• **Using the information**:
1. Name the meditation skills that the deep canvassing text says the author drew on while canvassing.
2. Carry on the deep canvassing text after its last sentence.

• **Source document**:
It’s no exaggeration to say that approaching Trump supporters as I approach the thoughts and feelings that arise in my practice—with empathy and curiosity—completely changed my mindstate. Listening intently to how people think and what motivates them opened my heart to their points of view. It was like working with a difficult person in metta practice (in which you direct lovingkindness toward a series of people, including someone you find hard to deal with)—only instead of doing it as a visualization, I did it live.

Throughout my time as a deep canvasser, I’ve found myself calling on skills I had begun to develop in meditation: non-judgment, compassion, empathy, and especially deep listening—since making the case to vote Democratic depends on reflecting back the values that voters themselves express. When a welder with custody of his small daughter described how he worked constantly, but could barely pay rent and child care, I listened quietly and attentively, sympathizing with his resentment.

• **Dataset extract**:
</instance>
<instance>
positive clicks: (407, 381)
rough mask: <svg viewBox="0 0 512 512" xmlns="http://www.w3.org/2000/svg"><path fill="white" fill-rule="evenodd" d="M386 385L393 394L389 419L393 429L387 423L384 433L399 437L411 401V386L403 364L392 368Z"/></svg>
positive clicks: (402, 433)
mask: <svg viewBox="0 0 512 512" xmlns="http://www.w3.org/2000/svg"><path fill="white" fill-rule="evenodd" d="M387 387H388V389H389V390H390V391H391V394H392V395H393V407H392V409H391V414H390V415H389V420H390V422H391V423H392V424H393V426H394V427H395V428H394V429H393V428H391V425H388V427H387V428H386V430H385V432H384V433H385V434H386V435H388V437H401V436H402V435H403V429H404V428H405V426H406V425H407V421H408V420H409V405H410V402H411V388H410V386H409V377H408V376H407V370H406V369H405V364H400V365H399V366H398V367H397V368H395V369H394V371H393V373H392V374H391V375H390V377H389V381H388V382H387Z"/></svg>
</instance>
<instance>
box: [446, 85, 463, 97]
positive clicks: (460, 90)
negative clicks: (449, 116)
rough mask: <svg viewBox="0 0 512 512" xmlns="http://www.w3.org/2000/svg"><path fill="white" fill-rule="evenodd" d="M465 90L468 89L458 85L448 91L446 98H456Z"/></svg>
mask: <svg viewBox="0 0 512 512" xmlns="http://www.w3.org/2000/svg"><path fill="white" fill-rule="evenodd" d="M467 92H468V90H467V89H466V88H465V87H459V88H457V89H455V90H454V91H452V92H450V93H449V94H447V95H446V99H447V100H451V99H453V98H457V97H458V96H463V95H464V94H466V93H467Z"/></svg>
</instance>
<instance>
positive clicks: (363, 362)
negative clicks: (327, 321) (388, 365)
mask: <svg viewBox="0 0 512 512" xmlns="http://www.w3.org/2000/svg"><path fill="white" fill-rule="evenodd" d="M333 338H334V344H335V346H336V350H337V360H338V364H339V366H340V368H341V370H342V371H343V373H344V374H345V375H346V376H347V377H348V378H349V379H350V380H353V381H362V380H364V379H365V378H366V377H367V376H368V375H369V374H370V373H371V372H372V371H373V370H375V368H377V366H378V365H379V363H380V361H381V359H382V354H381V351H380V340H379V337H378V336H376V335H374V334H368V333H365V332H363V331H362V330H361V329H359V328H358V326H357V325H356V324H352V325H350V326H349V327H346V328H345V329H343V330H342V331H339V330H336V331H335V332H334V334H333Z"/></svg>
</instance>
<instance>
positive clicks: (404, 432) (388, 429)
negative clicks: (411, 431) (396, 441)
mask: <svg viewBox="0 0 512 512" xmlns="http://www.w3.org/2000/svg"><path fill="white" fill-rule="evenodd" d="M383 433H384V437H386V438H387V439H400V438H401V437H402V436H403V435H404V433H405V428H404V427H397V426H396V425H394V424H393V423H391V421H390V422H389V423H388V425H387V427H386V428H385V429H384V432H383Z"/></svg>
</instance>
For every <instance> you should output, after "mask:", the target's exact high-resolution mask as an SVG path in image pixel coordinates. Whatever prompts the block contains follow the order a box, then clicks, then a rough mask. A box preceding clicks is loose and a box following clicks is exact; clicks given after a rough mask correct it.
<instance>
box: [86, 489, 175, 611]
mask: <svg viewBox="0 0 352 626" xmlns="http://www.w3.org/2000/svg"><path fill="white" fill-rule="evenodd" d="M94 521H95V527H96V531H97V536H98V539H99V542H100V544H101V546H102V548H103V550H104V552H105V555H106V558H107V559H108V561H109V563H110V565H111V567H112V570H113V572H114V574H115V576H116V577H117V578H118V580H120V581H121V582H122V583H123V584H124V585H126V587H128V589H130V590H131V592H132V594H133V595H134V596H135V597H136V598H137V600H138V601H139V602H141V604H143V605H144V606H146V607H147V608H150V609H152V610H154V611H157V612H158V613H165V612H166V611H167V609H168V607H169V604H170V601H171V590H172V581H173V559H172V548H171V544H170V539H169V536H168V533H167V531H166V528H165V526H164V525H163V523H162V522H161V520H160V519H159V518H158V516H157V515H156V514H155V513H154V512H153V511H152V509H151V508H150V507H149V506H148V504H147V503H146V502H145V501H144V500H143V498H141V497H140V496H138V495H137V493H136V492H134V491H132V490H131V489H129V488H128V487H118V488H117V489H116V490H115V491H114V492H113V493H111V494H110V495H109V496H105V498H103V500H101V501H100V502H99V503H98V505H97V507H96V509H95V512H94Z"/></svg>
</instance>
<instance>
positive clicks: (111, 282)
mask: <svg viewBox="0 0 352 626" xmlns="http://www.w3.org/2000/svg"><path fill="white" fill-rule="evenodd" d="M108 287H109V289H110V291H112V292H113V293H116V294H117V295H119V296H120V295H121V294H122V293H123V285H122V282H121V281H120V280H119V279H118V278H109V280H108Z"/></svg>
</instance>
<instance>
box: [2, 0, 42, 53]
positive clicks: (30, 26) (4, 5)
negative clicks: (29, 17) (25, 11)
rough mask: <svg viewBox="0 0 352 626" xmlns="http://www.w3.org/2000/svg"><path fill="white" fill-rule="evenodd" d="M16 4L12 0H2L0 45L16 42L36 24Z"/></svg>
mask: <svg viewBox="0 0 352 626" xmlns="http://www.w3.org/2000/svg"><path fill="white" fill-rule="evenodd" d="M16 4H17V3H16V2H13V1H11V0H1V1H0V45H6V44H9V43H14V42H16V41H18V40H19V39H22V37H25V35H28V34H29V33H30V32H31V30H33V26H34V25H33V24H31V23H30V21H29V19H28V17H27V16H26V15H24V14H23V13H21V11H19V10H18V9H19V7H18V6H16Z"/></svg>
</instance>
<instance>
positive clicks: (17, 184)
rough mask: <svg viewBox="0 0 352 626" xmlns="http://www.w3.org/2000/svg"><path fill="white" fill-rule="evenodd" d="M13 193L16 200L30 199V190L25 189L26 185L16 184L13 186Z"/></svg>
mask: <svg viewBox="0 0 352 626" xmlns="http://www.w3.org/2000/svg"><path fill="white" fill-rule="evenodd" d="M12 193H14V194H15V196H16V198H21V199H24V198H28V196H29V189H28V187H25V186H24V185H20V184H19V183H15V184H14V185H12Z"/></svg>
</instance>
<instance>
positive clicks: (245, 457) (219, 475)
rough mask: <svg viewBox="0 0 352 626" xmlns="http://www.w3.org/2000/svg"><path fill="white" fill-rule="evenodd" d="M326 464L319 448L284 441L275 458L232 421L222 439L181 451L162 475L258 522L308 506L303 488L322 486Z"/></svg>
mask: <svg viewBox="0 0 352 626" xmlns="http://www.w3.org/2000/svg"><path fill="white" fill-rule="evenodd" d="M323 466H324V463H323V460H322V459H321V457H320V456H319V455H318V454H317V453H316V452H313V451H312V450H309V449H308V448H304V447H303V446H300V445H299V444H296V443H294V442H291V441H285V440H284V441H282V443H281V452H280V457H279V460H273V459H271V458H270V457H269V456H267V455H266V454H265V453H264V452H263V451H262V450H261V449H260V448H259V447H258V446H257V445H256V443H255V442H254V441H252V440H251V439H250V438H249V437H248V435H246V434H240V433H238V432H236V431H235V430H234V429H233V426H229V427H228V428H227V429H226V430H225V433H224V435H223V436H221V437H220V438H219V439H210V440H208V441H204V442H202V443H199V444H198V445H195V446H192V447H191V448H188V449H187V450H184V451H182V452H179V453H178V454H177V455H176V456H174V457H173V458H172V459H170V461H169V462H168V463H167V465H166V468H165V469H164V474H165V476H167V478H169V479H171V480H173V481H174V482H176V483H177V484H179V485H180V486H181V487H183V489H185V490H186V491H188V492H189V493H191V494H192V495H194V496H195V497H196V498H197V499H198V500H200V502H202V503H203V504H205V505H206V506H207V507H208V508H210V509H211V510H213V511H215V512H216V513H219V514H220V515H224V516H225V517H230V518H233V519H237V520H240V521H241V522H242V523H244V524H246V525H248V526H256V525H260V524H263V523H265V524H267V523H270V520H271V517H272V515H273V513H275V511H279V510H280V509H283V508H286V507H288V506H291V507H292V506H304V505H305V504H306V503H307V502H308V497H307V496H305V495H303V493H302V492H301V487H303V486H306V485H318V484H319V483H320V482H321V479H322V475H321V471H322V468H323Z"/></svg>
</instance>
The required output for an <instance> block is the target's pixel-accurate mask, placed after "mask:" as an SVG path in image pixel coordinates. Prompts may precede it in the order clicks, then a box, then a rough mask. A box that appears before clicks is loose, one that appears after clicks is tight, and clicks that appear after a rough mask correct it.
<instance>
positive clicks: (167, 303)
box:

• **Results of the tasks**:
1.
- non-judgment
- compassion
- empathy
- deep listening

2.
Whatever the outcome of November’s election, our country will remain dangerously polarized. But deep canvassing makes it possible to see someone you disagree with as not the enemy. My fellow canvasser Ellen Chapnick, retired Dean for Social Justice Initiatives at Columbia Law School, spoke to a Doylestown, Pennsylvania, man who intended to vote for Trump because he believed the Democrats would take his guns away. Nothing she said moved him. But as she turned to leave, the man asked Ellen if she would take a moment to speak to his seven-year-old-daughter. “We don’t have women like you in our lives, who are informed, have opinions, and stand up for what they believe in,” he explained. “I don’t agree with you on most of it, but I want my daughter to know she can grow up to be like that.” Chapnick had a “lovely conversation” with the girl, she told me. “I was incredibly moved.”

Deep canvassing should continue past the election, Chapnick believes, since it enables “people who wouldn’t ordinarily talk to each other to reach across unbridgeable chasms.” I agree: talking to those we disagree with may not be easy, but we’d do well to pay attention to what we have in common.